# [EXERCISE INSTRUCTIONS]
Rewrite the lines below, replacing every "marker" with "point" and leaving everything else as it is.

Collection entries:
>> Begin
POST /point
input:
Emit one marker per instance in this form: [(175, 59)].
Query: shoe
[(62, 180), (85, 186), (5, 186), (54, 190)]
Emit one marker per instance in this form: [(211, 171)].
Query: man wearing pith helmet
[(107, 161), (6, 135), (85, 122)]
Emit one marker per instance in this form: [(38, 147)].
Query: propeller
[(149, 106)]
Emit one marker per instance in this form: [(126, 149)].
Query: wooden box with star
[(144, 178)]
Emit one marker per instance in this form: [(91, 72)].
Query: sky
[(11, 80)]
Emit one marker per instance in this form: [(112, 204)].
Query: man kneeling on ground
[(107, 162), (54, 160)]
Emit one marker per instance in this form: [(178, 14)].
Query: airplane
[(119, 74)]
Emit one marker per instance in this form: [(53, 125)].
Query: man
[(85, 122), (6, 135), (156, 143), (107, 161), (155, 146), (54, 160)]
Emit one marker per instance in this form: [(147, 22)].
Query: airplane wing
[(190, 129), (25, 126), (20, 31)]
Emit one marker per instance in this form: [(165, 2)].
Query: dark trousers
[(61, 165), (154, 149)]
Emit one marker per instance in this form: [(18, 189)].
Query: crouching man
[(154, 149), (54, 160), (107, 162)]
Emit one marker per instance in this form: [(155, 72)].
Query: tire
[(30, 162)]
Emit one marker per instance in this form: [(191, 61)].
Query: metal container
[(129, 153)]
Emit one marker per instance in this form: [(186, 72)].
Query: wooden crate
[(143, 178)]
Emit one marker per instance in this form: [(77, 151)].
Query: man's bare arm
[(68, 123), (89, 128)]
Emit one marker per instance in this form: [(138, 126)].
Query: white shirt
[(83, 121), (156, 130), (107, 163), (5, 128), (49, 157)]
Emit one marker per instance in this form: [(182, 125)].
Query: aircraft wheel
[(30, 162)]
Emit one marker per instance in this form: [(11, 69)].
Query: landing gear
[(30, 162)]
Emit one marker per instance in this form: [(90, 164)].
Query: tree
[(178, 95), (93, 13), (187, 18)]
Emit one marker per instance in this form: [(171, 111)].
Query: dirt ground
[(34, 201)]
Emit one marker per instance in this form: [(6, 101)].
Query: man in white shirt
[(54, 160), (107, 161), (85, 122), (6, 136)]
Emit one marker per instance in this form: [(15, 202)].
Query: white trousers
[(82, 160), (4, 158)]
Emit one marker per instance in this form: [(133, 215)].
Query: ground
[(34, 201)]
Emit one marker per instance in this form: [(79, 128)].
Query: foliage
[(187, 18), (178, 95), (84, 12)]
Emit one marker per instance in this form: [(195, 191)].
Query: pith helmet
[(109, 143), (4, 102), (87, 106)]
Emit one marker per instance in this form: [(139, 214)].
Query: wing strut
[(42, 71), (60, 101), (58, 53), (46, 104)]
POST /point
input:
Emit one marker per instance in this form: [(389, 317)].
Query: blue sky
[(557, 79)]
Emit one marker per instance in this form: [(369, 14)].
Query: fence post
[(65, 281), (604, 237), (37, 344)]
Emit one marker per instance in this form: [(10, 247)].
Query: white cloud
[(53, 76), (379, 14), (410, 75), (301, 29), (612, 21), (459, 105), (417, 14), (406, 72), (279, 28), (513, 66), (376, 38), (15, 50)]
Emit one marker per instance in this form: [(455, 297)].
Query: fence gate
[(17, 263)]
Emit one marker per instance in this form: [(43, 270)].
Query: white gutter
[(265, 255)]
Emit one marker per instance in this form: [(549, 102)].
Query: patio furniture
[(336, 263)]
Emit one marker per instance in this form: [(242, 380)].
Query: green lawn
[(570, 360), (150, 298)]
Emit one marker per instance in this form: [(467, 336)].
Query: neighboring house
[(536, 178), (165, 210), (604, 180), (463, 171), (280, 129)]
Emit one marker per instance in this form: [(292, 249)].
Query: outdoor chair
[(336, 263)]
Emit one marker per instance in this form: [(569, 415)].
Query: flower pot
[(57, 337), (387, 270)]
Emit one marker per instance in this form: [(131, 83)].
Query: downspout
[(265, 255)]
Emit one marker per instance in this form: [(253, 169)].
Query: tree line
>> End
# [EXERCISE RESULT]
POST /point
input:
Emit one point per instance in this form: [(175, 59)].
Query: shoe
[(62, 180), (85, 186), (5, 186), (54, 190)]
Emit one point per instance in this form: [(211, 171)].
Query: man wearing pith helmet
[(107, 161), (6, 135), (85, 122)]
Emit one point per instance in this form: [(38, 147)].
Query: propeller
[(149, 106)]
Emit one point per instance in this form: [(126, 149)].
Query: wooden box with star
[(144, 178)]
Emit one point per instance in this form: [(91, 72)].
Query: sky
[(11, 80)]
Emit one point per instance in this form: [(112, 204)].
Query: man kneeling on ground
[(107, 162), (54, 160)]
Emit one point per instance in this form: [(178, 14)].
Query: airplane
[(119, 74)]
Emit one point per instance in this form: [(53, 125)].
Query: man
[(85, 122), (6, 135), (156, 143), (107, 161), (155, 146), (54, 160)]
Emit one point per instance in this form: [(147, 22)].
Query: airplane wing
[(190, 129), (25, 126), (20, 31)]
Emit one point per instance in this form: [(165, 2)].
Query: dark trousers
[(61, 165), (154, 149)]
Emit one point per instance in this form: [(18, 189)].
Query: crouching man
[(154, 149), (54, 160), (107, 162)]
Emit one point per instance in this form: [(155, 72)].
Query: tire
[(30, 162)]
Emit one point per instance in this form: [(191, 61)].
Query: metal container
[(129, 153)]
Emit one point per instance in this form: [(186, 72)].
Query: wooden crate
[(143, 178)]
Emit one point per instance in this form: [(77, 151)].
Query: man's bare arm
[(68, 123), (89, 128)]
Emit one point per instance in this form: [(138, 126)].
Query: white shirt
[(83, 121), (156, 130), (107, 163), (5, 128), (49, 157)]
Emit one point per instance in this form: [(182, 125)].
Query: aircraft wheel
[(30, 162)]
Emit one point per instance in this form: [(11, 69)].
Query: landing gear
[(30, 162)]
Emit one point per instance in this form: [(90, 164)].
Query: tree
[(178, 95), (93, 13), (187, 18)]
Emit one point per instance in this form: [(171, 111)].
Query: dirt ground
[(34, 201)]
Emit one point per instance in this form: [(6, 101)].
Query: man in white shirt
[(54, 160), (107, 161), (85, 122), (6, 136)]
Emit one point per instance in this form: [(15, 202)].
Query: white trousers
[(82, 160), (4, 158)]
Emit one point per instance in this form: [(133, 215)].
Query: ground
[(34, 201)]
Emit one point per instance in this form: [(79, 128)].
Query: foliage
[(187, 18), (178, 95), (84, 12)]
Emit one point per instance in this form: [(195, 191)].
Query: pith helmet
[(109, 143), (4, 102), (87, 106)]
Emit one point per instance in this form: [(139, 214)].
Query: wing strut
[(42, 71), (60, 101), (58, 53), (46, 104)]
POST /point
input:
Emit one point per instance in this form: [(389, 317)].
Query: blue sky
[(557, 79)]
Emit one point per instance in this form: [(369, 14)].
Query: fence post
[(65, 281), (604, 237), (37, 344)]
Emit one point per instance in this form: [(10, 247)].
Query: white cloud
[(53, 76), (379, 14), (410, 75), (301, 29), (612, 21), (459, 105), (417, 14), (406, 72), (279, 28), (513, 66), (376, 38), (15, 50)]
Emit one point per instance in this form: [(455, 297)].
Query: fence gate
[(17, 263)]
Emit one point per instance in this form: [(43, 270)].
Query: white gutter
[(265, 255)]
Emit one point per instance in this form: [(549, 102)].
Query: patio furniture
[(336, 263)]
Emit one point per instance in this form: [(242, 380)].
Query: green lawn
[(570, 360), (150, 298)]
Emit one point per instance in this form: [(467, 336)].
Query: neighboring house
[(536, 178), (165, 210), (604, 180), (463, 171), (280, 129)]
Emit one point per instance in this form: [(292, 249)].
Query: outdoor chair
[(336, 263)]
Emit one point per instance in this form: [(569, 415)].
Query: flower pot
[(57, 337), (387, 270)]
Emit one point per instance in this form: [(131, 83)].
Query: downspout
[(265, 255)]
Emit one point per instance in this form: [(253, 169)].
Query: tree line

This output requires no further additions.